Given exercise: Working from the material below, print the lines from the line holding "the horizon line" through its final line, inclusive, exactly and with nothing else; pictures are excluded.

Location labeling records
##########
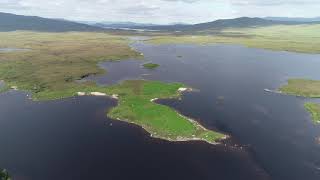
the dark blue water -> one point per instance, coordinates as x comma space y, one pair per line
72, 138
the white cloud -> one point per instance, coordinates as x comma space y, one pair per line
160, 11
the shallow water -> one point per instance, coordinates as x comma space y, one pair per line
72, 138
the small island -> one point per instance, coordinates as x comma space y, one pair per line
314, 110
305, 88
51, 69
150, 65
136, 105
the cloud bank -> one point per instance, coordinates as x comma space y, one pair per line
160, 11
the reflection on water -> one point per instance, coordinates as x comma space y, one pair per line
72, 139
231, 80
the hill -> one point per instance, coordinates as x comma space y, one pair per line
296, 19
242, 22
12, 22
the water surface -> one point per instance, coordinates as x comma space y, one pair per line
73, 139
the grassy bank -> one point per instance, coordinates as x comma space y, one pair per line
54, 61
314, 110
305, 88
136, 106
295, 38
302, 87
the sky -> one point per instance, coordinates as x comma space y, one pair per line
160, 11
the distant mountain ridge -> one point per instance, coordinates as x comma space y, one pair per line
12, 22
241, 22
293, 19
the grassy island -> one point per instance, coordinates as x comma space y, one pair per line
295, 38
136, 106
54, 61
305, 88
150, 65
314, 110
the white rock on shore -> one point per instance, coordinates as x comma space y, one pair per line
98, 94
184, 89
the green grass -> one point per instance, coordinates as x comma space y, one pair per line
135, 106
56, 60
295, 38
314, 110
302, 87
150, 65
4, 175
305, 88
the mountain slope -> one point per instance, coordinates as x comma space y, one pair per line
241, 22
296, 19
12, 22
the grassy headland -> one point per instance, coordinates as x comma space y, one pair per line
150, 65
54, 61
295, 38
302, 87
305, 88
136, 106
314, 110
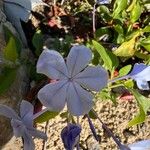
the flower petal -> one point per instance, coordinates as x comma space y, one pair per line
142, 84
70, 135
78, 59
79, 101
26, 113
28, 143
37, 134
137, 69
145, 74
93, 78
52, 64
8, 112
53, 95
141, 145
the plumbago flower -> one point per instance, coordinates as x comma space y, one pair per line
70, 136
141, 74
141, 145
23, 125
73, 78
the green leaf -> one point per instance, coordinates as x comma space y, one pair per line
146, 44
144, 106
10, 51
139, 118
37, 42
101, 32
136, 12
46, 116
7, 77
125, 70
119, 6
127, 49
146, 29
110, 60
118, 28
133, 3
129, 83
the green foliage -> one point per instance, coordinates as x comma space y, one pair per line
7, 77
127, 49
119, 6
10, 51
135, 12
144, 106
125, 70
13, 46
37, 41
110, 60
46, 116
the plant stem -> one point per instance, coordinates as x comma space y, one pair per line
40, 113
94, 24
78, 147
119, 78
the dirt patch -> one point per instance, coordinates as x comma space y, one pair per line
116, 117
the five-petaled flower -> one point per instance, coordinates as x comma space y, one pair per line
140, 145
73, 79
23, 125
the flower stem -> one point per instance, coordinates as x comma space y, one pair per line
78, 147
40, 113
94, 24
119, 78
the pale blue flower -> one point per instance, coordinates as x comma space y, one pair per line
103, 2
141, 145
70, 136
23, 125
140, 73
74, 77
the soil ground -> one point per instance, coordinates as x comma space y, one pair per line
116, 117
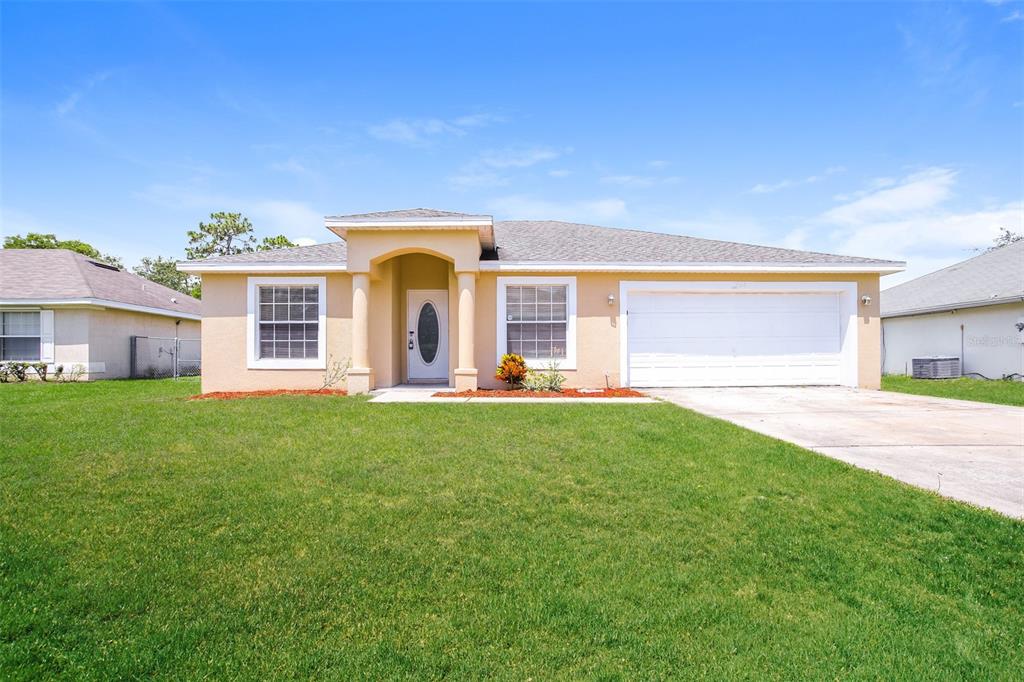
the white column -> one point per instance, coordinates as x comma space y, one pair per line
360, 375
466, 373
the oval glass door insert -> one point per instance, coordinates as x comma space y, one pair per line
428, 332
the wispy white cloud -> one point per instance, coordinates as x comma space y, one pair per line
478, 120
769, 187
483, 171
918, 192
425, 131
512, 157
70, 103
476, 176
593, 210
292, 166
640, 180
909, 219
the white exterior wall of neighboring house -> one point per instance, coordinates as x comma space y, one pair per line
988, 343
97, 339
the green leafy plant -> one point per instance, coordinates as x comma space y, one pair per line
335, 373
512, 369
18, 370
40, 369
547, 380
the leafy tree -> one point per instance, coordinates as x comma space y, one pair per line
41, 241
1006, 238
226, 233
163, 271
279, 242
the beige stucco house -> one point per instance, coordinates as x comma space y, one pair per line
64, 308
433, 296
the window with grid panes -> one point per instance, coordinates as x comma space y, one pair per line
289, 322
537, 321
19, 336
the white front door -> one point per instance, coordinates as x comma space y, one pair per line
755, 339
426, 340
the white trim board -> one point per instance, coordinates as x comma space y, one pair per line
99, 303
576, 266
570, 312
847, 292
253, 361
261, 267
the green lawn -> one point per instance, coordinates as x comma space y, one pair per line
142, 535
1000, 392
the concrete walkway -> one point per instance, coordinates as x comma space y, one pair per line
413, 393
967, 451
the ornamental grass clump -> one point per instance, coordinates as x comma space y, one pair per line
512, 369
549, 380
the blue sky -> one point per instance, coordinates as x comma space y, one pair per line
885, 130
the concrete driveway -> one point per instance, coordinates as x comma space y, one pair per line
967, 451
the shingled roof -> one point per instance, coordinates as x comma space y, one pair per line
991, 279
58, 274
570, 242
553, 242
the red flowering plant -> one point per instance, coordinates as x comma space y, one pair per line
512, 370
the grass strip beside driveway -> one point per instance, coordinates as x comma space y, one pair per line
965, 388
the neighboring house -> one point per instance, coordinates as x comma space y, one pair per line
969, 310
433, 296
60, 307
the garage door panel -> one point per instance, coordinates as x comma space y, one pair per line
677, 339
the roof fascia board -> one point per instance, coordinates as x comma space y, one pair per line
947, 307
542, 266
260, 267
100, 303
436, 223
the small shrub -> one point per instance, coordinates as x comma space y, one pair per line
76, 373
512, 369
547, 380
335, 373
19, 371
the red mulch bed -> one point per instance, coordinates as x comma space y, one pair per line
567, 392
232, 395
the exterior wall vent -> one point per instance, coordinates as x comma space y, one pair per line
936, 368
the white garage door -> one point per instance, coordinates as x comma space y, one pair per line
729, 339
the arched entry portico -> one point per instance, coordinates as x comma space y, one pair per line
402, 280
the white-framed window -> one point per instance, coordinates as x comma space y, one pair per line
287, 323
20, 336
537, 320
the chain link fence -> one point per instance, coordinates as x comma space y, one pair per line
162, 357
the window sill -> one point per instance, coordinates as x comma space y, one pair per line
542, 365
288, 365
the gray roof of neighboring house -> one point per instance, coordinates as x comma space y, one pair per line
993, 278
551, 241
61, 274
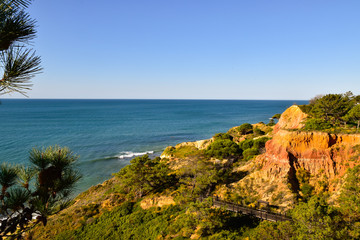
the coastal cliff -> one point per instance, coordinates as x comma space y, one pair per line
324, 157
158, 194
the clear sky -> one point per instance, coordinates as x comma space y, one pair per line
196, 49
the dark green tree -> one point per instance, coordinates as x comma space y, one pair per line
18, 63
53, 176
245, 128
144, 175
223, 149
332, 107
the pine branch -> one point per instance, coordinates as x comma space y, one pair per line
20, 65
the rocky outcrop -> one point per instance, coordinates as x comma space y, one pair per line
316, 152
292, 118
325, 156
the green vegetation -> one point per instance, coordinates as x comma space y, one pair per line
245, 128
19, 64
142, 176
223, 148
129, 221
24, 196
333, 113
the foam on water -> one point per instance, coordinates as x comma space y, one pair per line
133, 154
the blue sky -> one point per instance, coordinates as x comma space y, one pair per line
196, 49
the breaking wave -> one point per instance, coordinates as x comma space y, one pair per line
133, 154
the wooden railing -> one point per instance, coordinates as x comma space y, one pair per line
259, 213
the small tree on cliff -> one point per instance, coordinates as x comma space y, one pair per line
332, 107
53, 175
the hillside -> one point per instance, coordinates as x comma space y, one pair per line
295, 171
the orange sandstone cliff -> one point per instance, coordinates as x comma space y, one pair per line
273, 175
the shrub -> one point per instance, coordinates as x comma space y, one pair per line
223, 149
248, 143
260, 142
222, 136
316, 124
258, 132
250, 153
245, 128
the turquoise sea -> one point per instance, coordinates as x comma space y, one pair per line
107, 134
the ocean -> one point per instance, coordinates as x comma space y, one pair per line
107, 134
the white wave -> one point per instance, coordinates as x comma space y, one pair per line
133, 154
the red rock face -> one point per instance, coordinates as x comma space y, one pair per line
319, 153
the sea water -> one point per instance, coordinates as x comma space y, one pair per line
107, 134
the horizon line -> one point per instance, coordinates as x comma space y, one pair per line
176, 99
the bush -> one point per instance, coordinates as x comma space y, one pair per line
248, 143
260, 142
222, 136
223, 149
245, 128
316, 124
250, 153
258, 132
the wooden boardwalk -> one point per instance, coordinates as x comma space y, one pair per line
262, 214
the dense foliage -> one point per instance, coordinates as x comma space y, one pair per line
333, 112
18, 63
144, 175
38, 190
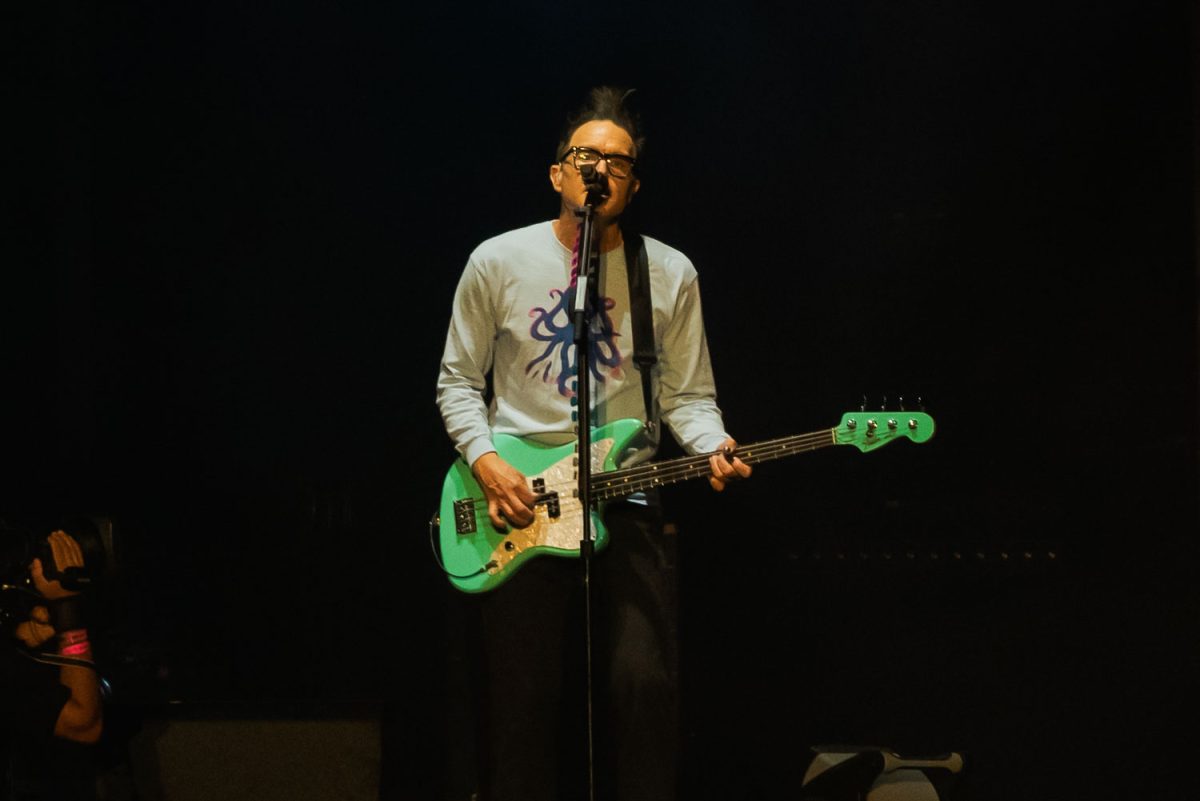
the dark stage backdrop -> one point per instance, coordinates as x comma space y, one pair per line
##########
Exercise output:
the horizon line -> one point per instance, coordinates as x comma space y, one pair per line
176, 99
the bush -> one point per instance, coordinates as x comma space y, one pair per line
248, 143
260, 142
222, 136
223, 149
245, 128
316, 124
250, 153
258, 132
the wooden boardwalk -> one point per instance, coordinates as x comma space y, one pair per line
262, 214
the dense foliage -> one point per instance, coordinates as x comma space y, one pair per line
333, 112
18, 63
144, 175
38, 190
the dark stage backdrop -> one point per instance, coordinates as x comma space y, one pair per line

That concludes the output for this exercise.